* To do:
A – Decide whether each statement below agrees with the post on rail electrification. Answer yes or no for each, quoting the deciding words of the post. (i) All freight on the electrified line from Philadelphia to Harrisburg runs on diesel. (ii) The "7 year plan" would electrify 80% of the track miles. (iii) The Trans-Siberian Railroad was completely electrified in 2002.
B – Reproduce the post on rail electrification without any change, from the words containing "Electric railroads are" through the words "the Metro run.".

* Text:
Electric railroads are inherently dual fuel. One can always run diesel under wire (all freight on the 104 mile electrified rail from Philadelphia to Harrisburg is diesel, too short to justify a changeover).
My "7 year plan" is to electrify 20% of the track miles, carrying about 80% of the ton-miles. The old locos will still be around for some decades, operating on the un-electrified track. And electrified rail lines always keep a few diesels around for rescue locos.
However, even in nations with routine blackouts (see China and South Africa in recent years), I have NEVER heard of a single instance of them blacking out rail.
Even the Paris Metro, under German occupation, when coal and electricity were diverted from French homes for the German war effort, the Germans still let the Metro run.
The Trans-Siberian Railroad is the world's most strategic RR by at least one order of magnitude. Russia could not hold onto Siberia without it ! Yet is was completely electrified in 2002. Putin is very concerned about security, but electrification is not considered a risk.
Too little electricity used and far too much value produced.

* Provided information:
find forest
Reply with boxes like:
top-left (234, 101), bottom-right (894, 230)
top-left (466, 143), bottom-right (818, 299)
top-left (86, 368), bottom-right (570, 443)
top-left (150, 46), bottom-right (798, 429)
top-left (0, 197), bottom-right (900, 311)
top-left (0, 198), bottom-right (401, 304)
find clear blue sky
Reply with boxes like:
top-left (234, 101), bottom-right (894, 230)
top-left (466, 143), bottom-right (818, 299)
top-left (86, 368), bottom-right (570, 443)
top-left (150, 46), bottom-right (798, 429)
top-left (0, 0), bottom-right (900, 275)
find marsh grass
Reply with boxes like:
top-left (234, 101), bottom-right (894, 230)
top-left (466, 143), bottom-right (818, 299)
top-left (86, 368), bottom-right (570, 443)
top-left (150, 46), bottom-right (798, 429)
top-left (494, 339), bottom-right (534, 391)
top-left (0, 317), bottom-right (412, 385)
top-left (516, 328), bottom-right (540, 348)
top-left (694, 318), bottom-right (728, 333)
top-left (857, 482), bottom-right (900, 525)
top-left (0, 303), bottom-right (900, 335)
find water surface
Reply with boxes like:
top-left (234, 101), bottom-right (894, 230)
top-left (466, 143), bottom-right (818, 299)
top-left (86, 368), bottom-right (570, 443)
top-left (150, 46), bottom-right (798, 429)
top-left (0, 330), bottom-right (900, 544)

* Completed exercise:
A –
(i) Yes: "all freight on the 104 mile electrified rail from Philadelphia to Harrisburg is diesel"
(ii) No: "electrify 20% of the track miles, carrying about 80% of the ton-miles"
(iii) Yes: "completely electrified in 2002"

B –
Electric railroads are inherently dual fuel. One can always run diesel under wire (all freight on the 104 mile electrified rail from Philadelphia to Harrisburg is diesel, too short to justify a changeover).
My "7 year plan" is to electrify 20% of the track miles, carrying about 80% of the ton-miles. The old locos will still be around for some decades, operating on the un-electrified track. And electrified rail lines always keep a few diesels around for rescue locos.
However, even in nations with routine blackouts (see China and South Africa in recent years), I have NEVER heard of a single instance of them blacking out rail.
Even the Paris Metro, under German occupation, when coal and electricity were diverted from French homes for the German war effort, the Germans still let the Metro run.